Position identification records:
* START *

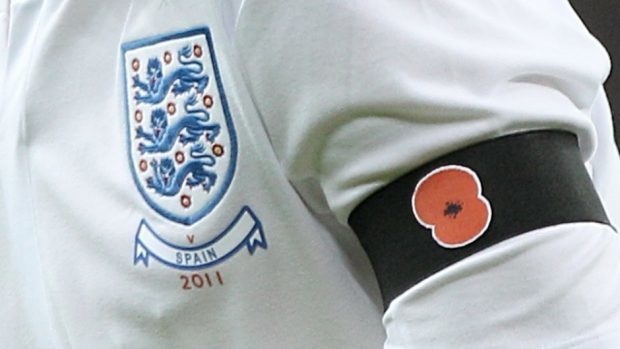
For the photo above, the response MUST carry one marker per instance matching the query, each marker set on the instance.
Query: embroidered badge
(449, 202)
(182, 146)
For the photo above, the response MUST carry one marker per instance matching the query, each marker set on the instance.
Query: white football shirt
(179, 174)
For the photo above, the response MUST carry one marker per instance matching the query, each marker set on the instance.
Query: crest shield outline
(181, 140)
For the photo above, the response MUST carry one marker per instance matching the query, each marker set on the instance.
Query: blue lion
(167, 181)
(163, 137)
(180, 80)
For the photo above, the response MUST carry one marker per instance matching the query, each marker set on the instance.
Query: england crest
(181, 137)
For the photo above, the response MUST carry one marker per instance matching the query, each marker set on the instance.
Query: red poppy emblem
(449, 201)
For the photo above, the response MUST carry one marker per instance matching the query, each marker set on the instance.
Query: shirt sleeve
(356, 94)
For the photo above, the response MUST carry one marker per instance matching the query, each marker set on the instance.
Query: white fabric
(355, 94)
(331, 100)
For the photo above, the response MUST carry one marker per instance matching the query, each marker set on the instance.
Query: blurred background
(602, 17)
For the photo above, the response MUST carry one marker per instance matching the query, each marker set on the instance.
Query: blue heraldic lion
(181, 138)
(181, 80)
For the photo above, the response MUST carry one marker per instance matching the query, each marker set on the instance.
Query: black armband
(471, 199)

* END *

## Directions
Say how many lines in the records above contain the word "crest", with uppercase and lowercase counting as different. Give only the number.

## Worked answer
2